- _WORK ORDER_
What lines below contain the word "track"? Please pull each one out.

Referring expression data
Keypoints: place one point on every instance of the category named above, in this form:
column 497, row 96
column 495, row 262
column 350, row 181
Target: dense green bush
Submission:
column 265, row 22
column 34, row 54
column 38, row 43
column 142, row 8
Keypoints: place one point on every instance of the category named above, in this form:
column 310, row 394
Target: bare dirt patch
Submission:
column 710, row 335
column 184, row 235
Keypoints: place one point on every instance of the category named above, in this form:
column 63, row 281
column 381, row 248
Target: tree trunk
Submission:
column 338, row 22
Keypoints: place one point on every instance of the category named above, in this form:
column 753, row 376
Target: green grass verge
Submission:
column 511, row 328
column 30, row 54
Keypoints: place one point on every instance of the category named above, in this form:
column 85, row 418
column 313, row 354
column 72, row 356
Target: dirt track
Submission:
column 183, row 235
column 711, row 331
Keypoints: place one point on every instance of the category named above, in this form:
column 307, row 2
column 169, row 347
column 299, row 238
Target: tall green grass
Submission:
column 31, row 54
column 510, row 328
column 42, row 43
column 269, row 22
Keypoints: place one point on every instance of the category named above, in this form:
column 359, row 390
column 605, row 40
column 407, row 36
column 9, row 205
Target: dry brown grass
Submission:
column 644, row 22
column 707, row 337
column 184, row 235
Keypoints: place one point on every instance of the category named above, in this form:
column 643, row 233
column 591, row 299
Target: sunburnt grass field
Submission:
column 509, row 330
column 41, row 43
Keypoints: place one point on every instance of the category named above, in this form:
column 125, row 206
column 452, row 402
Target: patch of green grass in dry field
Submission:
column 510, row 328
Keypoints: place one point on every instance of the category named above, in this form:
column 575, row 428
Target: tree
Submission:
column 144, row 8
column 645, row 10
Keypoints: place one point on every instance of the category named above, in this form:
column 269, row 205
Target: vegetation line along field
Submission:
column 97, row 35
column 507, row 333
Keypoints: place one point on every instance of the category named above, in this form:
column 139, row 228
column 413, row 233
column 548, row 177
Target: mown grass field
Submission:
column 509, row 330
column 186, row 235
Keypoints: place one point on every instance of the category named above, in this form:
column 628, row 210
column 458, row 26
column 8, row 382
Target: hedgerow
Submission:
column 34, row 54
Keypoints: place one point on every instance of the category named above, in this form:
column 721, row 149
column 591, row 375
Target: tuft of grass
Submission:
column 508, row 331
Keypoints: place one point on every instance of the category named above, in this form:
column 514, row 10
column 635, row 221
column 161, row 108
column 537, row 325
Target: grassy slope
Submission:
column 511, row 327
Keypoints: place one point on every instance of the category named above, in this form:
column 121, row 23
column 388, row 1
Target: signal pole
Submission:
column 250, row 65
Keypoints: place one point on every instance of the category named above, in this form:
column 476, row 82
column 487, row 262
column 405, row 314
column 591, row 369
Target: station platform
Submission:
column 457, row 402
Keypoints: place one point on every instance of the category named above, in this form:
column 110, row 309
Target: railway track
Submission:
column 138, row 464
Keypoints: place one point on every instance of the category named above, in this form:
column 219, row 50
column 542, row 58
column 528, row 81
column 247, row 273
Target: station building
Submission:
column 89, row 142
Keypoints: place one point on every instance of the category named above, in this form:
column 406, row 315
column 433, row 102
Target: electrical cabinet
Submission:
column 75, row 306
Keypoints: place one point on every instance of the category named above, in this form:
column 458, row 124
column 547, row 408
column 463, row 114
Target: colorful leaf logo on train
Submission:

- _SOLUTION TO THIS EXERCISE_
Target: dirt track
Target: railway track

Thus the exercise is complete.